__OBJECTIVE__
Every record here should be printed again exactly.

__DATA FOR THIS TASK__
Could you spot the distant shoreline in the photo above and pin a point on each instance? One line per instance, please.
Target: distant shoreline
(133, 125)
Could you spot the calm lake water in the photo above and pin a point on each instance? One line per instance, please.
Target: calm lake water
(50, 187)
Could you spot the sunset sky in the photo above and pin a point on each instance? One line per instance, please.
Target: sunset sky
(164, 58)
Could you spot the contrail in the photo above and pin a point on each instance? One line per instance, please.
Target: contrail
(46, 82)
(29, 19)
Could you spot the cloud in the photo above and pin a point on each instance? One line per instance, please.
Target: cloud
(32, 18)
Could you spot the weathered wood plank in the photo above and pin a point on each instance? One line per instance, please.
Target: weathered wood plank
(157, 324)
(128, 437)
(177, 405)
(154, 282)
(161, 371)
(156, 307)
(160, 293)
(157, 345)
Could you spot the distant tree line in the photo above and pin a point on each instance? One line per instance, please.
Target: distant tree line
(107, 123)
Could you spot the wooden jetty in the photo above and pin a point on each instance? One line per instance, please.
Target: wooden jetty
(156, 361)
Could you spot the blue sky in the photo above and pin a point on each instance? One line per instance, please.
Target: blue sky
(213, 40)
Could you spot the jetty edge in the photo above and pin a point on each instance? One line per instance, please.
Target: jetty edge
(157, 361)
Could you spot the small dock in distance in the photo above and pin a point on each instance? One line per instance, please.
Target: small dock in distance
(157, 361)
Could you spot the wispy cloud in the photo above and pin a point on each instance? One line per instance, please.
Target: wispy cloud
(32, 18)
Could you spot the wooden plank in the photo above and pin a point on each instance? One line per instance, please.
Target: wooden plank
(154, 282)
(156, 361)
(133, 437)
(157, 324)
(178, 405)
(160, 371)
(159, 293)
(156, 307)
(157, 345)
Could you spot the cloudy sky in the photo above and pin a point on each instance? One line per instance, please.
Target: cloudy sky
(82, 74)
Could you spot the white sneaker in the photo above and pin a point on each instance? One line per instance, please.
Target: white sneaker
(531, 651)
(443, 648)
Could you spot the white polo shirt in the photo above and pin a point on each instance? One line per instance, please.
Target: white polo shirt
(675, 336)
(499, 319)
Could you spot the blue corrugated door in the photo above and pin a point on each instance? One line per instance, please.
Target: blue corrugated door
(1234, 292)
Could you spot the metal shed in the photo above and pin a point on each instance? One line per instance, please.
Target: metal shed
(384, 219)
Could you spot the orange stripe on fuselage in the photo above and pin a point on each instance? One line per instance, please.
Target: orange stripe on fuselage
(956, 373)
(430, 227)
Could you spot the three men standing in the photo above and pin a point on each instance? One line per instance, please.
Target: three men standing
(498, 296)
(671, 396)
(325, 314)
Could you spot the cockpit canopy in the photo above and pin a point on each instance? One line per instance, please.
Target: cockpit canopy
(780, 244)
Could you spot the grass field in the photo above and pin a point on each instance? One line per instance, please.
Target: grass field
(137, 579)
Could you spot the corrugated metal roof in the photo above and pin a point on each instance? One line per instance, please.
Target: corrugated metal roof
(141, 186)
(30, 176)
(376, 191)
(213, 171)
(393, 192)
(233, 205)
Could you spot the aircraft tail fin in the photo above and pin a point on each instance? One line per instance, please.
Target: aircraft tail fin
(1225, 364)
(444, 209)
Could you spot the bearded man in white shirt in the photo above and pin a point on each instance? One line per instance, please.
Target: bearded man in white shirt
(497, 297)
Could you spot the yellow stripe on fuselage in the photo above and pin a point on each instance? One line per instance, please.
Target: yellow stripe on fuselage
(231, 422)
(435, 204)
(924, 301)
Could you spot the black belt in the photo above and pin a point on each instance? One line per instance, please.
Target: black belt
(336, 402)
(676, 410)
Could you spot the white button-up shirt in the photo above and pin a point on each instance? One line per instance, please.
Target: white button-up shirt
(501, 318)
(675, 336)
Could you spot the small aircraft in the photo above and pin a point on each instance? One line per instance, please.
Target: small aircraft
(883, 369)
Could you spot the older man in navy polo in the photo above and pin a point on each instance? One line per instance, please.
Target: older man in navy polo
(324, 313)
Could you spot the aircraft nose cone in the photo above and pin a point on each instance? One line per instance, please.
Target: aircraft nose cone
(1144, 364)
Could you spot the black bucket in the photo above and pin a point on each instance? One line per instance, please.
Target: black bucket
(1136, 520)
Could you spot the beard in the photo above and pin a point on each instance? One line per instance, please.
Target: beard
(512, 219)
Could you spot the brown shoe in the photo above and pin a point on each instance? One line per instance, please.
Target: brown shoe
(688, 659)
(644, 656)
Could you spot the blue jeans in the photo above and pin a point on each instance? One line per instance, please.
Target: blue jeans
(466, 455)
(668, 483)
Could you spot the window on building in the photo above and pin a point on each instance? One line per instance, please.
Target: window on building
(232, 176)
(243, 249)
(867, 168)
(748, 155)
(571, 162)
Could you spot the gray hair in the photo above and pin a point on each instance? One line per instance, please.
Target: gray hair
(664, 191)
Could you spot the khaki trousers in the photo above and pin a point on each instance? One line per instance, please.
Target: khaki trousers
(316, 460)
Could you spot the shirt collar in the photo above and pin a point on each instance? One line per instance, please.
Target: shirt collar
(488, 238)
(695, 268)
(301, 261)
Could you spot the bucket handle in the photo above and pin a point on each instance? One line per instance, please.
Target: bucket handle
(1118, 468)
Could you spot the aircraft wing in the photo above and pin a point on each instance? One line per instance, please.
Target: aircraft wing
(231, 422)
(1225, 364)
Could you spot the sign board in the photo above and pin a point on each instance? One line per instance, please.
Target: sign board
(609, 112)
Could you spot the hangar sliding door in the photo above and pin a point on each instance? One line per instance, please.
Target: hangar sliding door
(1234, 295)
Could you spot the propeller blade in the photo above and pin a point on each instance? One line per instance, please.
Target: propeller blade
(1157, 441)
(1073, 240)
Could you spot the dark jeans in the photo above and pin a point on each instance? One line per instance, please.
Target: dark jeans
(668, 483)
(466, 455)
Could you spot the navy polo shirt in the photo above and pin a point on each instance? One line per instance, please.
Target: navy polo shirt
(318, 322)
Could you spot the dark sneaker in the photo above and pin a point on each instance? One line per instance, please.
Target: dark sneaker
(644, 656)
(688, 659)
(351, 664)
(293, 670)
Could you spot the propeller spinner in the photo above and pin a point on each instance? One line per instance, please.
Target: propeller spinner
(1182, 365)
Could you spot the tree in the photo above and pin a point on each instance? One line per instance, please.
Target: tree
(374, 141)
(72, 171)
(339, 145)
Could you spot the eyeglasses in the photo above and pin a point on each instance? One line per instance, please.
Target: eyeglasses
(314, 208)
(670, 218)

__COMPLETE OUTPUT__
Could you spot the distant shoreline in the photo above and pin a point on each instance? One line per instance, please.
Target: distant shoreline
(133, 125)
Could you spot the calm lake water in the photo above and pin a point on each instance? One line per instance, please.
Target: calm lake water
(50, 187)
Could you spot the sunset sky in the photo above and pin a point on each instance? One line per instance, please.
Target: sunset sky
(164, 58)
Could you spot the contrail in the photo above and pin a point on each instance? One line per instance, please.
Target: contrail
(46, 82)
(29, 19)
Could you spot the cloud in the photo above and pin a point on each instance? One line per instance, please.
Target: cloud
(32, 18)
Could you spot the weathered wood plank in the photo above and pin a point on each instance? One line per instance, please.
Target: weathered wood plank
(157, 324)
(128, 437)
(177, 405)
(154, 282)
(161, 371)
(156, 307)
(160, 293)
(157, 345)
Could you spot the distant tree line in the photo above and pin a point on each instance? One line per instance, please.
Target: distant tree line
(107, 123)
Could you spot the wooden jetty in the photo above and pin a point on each instance? One line per instance, please.
Target: wooden jetty
(156, 361)
Could you spot the blue sky in the photo above and pin a point on each instance? One line per instance, please.
Target: blue sky
(213, 40)
Could you spot the jetty edge in the photo above and pin a point on each instance? One line per instance, please.
Target: jetty edge
(157, 361)
Could you spot the small dock in distance in the photo above and pin a point on each instance? One line per instance, please.
Target: small dock in distance
(157, 361)
Could you spot the wispy cloud in the photo above and pin a point on each instance? One line per instance, please.
Target: wispy cloud
(32, 18)
Could you spot the wooden plank in the photo above and pin a point on each instance? One line per instance, please.
Target: wooden plank
(154, 282)
(156, 361)
(133, 437)
(157, 324)
(178, 405)
(160, 371)
(159, 293)
(156, 307)
(157, 345)
Could you spot the cloudy sky in the photo above and pin a point on each instance? One line per instance, please.
Target: cloudy sky
(82, 74)
Could you spot the white sneaker in the photo above and pin a point on each instance? One line per instance, please.
Target: white sneaker
(531, 651)
(443, 648)
Could you spot the white polo shirt in the photo above and pin a point on each instance? One line per instance, please.
Target: white polo shirt
(675, 336)
(499, 319)
Could you spot the blue corrugated door in the photo above and pin a point on each instance? One line per instance, please.
Target: blue corrugated door
(1234, 292)
Could you spot the metal shed in the photo above and pin a point on each instance? One line per instance, please.
Target: metal shed
(384, 219)
Could you spot the orange stripe on fuselage in the photo above and pin a point on each instance? One line per instance, please.
Target: orange stripe on fuselage
(956, 373)
(430, 227)
Could you spot the three men standing in the photo above and pin a point on each instance? One line per instance, please.
Target: three men standing
(498, 296)
(671, 396)
(325, 314)
Could you spot the cockpit canopy in the photo above and pin a point on each instance? One line per instance, please.
Target: cockpit canopy
(780, 244)
Could you spot the grass field in the photo above and pin a point on each instance? One line per instance, please.
Target: grass field
(137, 579)
Could you spot the corrugated metal roof in the photo above and pin a point on each instance? One line per instance, please.
Target: corrugated metal roof
(141, 186)
(30, 176)
(376, 191)
(213, 171)
(393, 192)
(233, 205)
Could you spot the aircraft tail fin in the photo above and pin a point on each instance? One line per instance, please.
Target: aircraft tail fin
(1225, 364)
(444, 209)
Could you spot the bearded man in white shirt in the photo above and pin a point on each instance? One line per instance, please.
Target: bearded man in white shirt
(497, 297)
Could you spot the yellow stripe on fuselage in the photo above and pin a point on each instance? One line per instance, please.
Target: yellow stripe on fuselage
(231, 422)
(435, 204)
(924, 301)
Could you spot the black belt in the photo above and pin a point on each instance? One line per instance, please.
Target: black belt
(336, 402)
(676, 410)
Could you spot the white button-up shirt in the photo above and pin a point on each instance? One line per instance, please.
Target: white button-up shirt
(501, 318)
(675, 336)
Could you spot the small aircraft in the photo above and pin a point on each instance? One line per instance, please.
Target: small aircraft
(883, 369)
Could you spot the older man in navy polo in the photo above and pin a point on each instance? One line per instance, please.
Target: older man in navy polo
(324, 313)
Could you spot the aircraft nose cone in the photo above and pin a point on each instance? One line per instance, please.
Target: aircraft nose cone
(1144, 364)
Could you spot the black bucket in the photo above and pin a point on each instance? One line per instance, please.
Target: black bucket
(1136, 520)
Could you spot the beard in the photo above and pin a point on each instance? One line per instance, please.
Target: beard
(512, 219)
Could you spot the brown shoe in the photo above and pin a point on each instance? One line per instance, please.
Target: brown shoe
(688, 659)
(644, 656)
Could you spot the blue jeans in the photo above and pin a point on each instance? One line per instance, please.
Target: blue jeans
(466, 455)
(668, 483)
Could you spot the window on building in the photo above and pin a point on each instance? One line per instance, please.
Target: window on building
(232, 176)
(243, 249)
(867, 168)
(748, 155)
(571, 162)
Could you spot the gray hair in the photo above and pin a point on each instance? One line per instance, please.
Target: gray hair
(664, 191)
Could you spot the khaki trousers in the photo above and pin a point on each instance? One line per instance, please.
Target: khaki trousers
(316, 460)
Could you spot the shirt collar in the photo above and pin a point on each instance? One line per instance, please.
Target: shirt collar
(488, 238)
(695, 268)
(301, 261)
Could you spot the bucket handle in the photo above and pin a point on each instance? One line per instance, please.
Target: bucket handle
(1118, 468)
Could you spot the aircraft wing in the photo above and pin a point on each instance? One line per instance, please.
Target: aircraft wing
(231, 422)
(1225, 364)
Could you spot the sign board in the photo above and pin a point on each instance? One line per instance, please.
Target: sign board
(609, 112)
Could you spot the hangar sliding door in the photo above and pin a point on each instance? One line per instance, please.
Target: hangar sliding door
(1234, 295)
Could you spot the propeller blade in the photo above and pin a point on each instance? One line per instance, please.
Target: propeller blade
(1157, 441)
(1073, 240)
Could you spot the dark jeans in the photo above and pin a point on each instance? One line per instance, please.
Target: dark jeans
(668, 483)
(466, 455)
Could you spot the navy polo shirt in the photo above and pin a point on each instance? One line per instance, please.
Target: navy polo shirt
(318, 322)
Could you spot the dark sneaker in the photo above and pin a point on each instance? One line per instance, please.
Target: dark sneaker
(644, 656)
(688, 659)
(351, 664)
(293, 670)
Could you spot the propeller spinner in the photo above and pin a point on each instance? One line per instance, please.
Target: propeller spinner
(1182, 365)
Could you spot the tree in the photo above and pin a point on each instance? One line per instance, please.
Target: tree
(374, 141)
(72, 171)
(339, 145)
Could you spot the eyeglasses in the photo above and pin a point on each instance? One line per instance, please.
Target: eyeglasses
(314, 208)
(670, 218)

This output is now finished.